Input records section start

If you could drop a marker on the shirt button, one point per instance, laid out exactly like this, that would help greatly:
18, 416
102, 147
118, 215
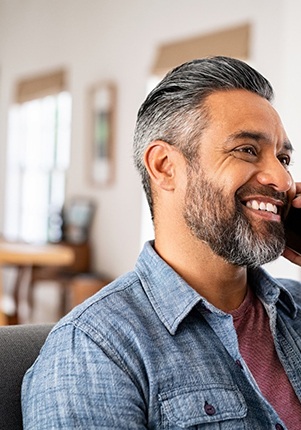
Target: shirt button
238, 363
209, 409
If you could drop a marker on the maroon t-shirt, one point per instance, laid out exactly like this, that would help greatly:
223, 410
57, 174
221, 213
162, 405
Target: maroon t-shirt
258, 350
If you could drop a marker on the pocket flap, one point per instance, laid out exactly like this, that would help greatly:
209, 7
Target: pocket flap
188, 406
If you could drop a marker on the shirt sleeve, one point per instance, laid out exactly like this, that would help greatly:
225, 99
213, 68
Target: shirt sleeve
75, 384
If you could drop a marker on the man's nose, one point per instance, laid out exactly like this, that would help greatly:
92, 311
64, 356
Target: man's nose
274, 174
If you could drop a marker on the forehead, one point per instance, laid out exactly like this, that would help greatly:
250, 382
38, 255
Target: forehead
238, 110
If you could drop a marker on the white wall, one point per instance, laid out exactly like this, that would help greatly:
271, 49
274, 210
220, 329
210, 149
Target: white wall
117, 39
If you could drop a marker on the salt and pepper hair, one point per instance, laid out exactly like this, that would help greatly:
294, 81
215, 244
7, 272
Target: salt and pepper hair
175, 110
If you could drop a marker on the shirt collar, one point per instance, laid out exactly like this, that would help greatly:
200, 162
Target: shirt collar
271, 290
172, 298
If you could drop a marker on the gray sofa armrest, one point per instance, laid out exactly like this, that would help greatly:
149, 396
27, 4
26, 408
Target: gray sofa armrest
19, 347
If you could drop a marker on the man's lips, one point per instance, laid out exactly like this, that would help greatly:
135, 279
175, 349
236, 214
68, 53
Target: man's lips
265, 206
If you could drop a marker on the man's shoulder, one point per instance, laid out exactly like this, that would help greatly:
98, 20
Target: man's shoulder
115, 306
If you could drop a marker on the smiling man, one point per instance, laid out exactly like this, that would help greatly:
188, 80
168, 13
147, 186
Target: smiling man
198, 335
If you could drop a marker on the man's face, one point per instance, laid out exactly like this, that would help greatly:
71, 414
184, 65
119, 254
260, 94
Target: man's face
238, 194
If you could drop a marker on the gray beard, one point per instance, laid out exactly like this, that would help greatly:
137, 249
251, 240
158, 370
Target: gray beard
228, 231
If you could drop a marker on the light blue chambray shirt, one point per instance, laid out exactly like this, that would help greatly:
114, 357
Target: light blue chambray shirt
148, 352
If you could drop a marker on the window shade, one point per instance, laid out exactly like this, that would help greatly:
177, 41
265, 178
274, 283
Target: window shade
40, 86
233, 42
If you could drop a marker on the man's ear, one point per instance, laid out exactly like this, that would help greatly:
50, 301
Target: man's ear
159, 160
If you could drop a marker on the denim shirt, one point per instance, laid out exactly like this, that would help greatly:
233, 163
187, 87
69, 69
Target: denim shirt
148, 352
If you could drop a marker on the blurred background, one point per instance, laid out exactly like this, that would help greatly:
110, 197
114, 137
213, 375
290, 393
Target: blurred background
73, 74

Input records section end
Input records section start

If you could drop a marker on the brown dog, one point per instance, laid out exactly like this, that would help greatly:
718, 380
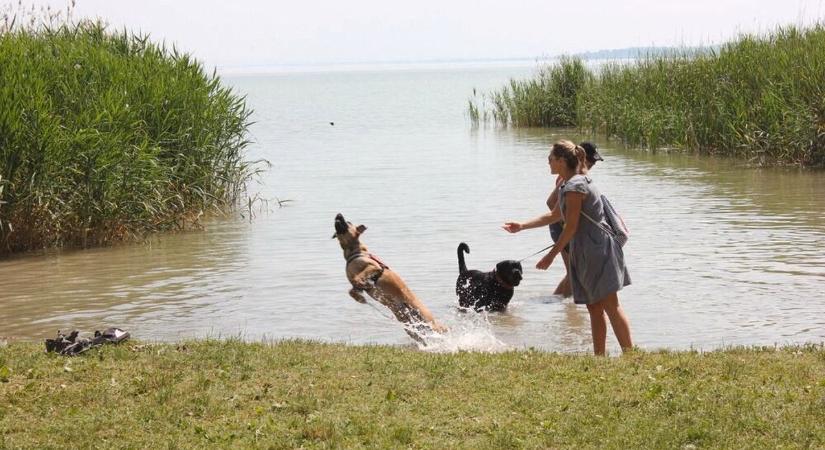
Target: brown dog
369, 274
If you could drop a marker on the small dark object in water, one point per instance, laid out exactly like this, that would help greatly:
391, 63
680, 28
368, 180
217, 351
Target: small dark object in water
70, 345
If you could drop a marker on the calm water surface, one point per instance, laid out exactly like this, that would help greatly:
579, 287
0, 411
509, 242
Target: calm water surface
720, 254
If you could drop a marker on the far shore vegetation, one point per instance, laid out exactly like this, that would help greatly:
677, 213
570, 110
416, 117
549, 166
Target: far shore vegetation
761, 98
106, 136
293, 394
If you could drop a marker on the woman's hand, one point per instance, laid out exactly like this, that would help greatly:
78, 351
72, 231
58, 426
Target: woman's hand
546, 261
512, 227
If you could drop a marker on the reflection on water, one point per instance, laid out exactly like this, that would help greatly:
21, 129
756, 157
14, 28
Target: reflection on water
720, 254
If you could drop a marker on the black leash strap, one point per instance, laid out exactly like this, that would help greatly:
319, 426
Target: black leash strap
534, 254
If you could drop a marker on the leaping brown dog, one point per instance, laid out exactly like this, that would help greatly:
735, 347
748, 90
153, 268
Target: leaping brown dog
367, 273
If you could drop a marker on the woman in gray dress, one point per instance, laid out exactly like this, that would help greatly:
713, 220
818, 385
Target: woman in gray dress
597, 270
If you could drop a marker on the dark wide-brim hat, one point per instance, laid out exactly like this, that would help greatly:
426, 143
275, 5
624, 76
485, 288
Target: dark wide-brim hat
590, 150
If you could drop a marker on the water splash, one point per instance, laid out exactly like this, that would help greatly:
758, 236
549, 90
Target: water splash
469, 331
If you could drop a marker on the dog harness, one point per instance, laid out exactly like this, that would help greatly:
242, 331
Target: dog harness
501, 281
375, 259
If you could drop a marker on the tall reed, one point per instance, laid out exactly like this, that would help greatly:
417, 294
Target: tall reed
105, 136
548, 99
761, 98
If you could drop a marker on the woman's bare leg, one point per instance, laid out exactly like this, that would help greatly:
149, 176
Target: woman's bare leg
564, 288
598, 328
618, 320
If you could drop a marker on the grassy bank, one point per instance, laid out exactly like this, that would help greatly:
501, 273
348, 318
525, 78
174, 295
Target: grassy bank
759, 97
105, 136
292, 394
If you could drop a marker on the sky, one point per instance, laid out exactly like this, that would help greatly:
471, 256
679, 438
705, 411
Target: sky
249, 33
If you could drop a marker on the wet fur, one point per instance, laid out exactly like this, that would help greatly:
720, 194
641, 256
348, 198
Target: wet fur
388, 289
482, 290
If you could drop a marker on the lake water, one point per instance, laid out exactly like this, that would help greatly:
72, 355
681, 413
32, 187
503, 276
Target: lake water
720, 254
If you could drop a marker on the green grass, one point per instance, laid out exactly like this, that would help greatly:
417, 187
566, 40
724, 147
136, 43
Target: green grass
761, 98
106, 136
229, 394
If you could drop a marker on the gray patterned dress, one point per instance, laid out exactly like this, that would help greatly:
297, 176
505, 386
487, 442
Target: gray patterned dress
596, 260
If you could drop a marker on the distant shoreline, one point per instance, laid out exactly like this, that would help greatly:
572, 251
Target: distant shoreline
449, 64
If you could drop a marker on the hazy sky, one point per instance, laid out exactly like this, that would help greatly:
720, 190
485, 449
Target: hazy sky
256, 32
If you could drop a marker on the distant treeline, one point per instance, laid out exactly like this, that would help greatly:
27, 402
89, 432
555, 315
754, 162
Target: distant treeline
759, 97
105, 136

Input records section end

Task description
In the material above, transcribe exactly the lines beginning at the one with "Target: small dark object in water" and ending at the one with "If you could drop a marker on the woman's hand, one", both included.

Exercise output
Target: small dark object in water
70, 345
If you could drop a marker on the calm water surface, one point per instance, laid out exactly like this, that would help greatly:
579, 287
0, 411
509, 242
Target: calm water surface
720, 254
If you could drop a marker on the far shore vegetation, one point per instance, laid out exactly like this, that would help greatly:
677, 213
570, 110
416, 117
549, 166
Target: far shore vegetation
761, 98
106, 136
293, 394
If you could drop a marker on the woman's hand, one point per instance, laid out exactly like this, that would help greatly:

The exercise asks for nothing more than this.